### [WORK TO BE COMPLETED]
Arrange all of the data below as a numbered list with blank lines omitted, and leave the pictures out.

### [DATASET ROWS]

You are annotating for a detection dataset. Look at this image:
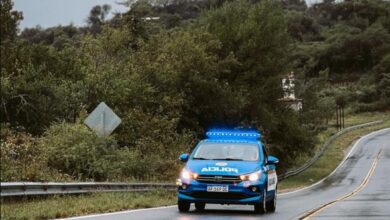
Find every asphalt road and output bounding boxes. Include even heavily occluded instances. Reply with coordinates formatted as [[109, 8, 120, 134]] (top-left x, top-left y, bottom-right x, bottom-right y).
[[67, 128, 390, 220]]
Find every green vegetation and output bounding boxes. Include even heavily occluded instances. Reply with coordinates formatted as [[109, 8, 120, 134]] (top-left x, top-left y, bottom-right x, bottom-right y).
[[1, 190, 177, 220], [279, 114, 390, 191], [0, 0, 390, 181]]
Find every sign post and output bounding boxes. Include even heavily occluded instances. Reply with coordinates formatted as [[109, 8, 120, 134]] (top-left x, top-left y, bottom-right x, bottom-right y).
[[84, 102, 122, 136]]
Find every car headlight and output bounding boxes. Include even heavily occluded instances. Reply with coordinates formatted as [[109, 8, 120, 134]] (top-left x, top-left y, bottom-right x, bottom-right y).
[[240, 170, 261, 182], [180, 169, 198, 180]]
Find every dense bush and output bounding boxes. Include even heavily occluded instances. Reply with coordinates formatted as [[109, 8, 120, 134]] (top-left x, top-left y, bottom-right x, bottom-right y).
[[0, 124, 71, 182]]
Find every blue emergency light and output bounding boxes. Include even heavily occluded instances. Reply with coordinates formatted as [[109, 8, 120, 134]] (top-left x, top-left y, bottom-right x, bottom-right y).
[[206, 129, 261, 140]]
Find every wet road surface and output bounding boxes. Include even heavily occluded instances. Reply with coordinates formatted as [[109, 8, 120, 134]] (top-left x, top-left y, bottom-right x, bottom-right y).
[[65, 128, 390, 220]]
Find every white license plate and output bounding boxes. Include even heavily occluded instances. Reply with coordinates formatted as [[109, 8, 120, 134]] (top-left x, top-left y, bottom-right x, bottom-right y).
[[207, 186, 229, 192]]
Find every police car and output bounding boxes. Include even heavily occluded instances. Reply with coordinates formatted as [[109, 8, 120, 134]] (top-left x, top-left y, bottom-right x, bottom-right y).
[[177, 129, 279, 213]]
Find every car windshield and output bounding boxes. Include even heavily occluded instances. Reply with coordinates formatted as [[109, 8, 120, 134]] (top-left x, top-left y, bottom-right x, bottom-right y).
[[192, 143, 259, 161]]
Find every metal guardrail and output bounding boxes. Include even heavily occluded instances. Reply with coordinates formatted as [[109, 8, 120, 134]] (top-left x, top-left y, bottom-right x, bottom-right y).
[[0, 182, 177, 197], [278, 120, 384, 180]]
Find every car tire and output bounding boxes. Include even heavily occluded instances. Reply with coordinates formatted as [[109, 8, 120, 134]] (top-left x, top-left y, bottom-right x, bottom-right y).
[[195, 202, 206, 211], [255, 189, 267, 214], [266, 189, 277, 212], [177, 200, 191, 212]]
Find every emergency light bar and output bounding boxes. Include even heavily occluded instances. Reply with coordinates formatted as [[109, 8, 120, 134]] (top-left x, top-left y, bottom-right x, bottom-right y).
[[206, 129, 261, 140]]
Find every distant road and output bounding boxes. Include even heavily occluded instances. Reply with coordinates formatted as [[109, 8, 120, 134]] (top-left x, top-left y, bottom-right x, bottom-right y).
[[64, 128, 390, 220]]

### [EXPECTED ANSWER]
1. You are annotating for a detection dataset. Look at this image:
2. Find every asphalt road and output bounding boxes. Include even heavily occluded instances. Reply with coordinates formatted as [[109, 8, 120, 134]] (top-left x, top-left y, bottom-right x, bottom-right y).
3. [[67, 128, 390, 220]]
4. Find every green vegetation and output bounding boxes. Include even heavily occluded instances. Reply with coordinates formatted as [[109, 8, 120, 134]] (top-left x, top-left y, bottom-right x, bottom-right y).
5. [[1, 190, 177, 220], [279, 114, 390, 191], [0, 0, 390, 181]]
6. Find every sign post and output bounding boxes. Include even heavily occluded instances. Reply with coordinates formatted as [[109, 8, 120, 134]] (top-left x, top-left y, bottom-right x, bottom-right y).
7. [[84, 102, 122, 136]]
8. Find every car headlight and output bounding boxes. Include even heavily occluded instances. Reply with coordinates formatted as [[109, 8, 120, 134]] (top-left x, top-left y, bottom-right x, bottom-right y).
9. [[240, 170, 261, 182], [180, 169, 198, 180]]
10. Find every dense bush and output bounding boxes. Include even heavily occluded instances. Reply with coordinates formatted as [[109, 8, 120, 134]] (top-left x, top-left y, bottom-right x, bottom-right y).
11. [[0, 124, 71, 182]]
12. Find every blue emergency light and output bounding boxes. Include even heavily occluded instances. Reply with coordinates formatted as [[109, 8, 120, 134]] (top-left x, top-left y, bottom-right x, bottom-right y).
13. [[206, 129, 261, 140]]
14. Find every wet road surface and output bounding boxes. Include even heavily occluded instances. Reply with coordinates formatted as [[109, 8, 120, 134]] (top-left x, top-left y, bottom-right x, bottom-right y).
15. [[65, 128, 390, 220]]
16. Find every white license plate and output bounding boxes. Include even heavily occluded instances. Reply with coordinates formatted as [[109, 8, 120, 134]] (top-left x, top-left y, bottom-right x, bottom-right y).
17. [[207, 186, 229, 192]]
18. Find every police car and output bounding boxes. Include even heavily occluded instances. Reply with coordinates formatted as [[109, 8, 120, 134]] (top-left x, top-left y, bottom-right x, bottom-right y).
19. [[177, 129, 279, 213]]
20. Find every car windshield and output bounding boxes. Include even heavily occluded instances. Reply with coordinates formatted as [[109, 8, 120, 134]] (top-left x, top-left y, bottom-right x, bottom-right y).
21. [[192, 143, 259, 161]]
22. Find every metal guardrail and output bounding boxes. Include even heavily occluded instances. Reply with coordinates formatted as [[109, 8, 120, 134]] (top-left x, top-left y, bottom-right x, bottom-right y).
23. [[0, 182, 177, 197], [278, 120, 384, 180]]
24. Find every car tire and output bounding boxes. Include even heavily occluded instances. Reply with coordinates formatted as [[109, 8, 120, 134]] (top-left x, top-left y, bottom-right x, bottom-right y).
25. [[195, 202, 206, 211], [255, 189, 267, 214], [266, 189, 277, 212], [177, 200, 191, 212]]
26. Find every emergency light bar and output bounding boxes. Include even heavily occluded instances. Reply with coordinates formatted as [[109, 8, 120, 134]] (top-left x, top-left y, bottom-right x, bottom-right y).
27. [[206, 129, 261, 140]]
28. Find every distant road and output bounding boxes. Include even heavily occluded instances. Reply with coordinates formatted as [[109, 8, 120, 134]] (top-left x, top-left y, bottom-right x, bottom-right y).
29. [[64, 128, 390, 220]]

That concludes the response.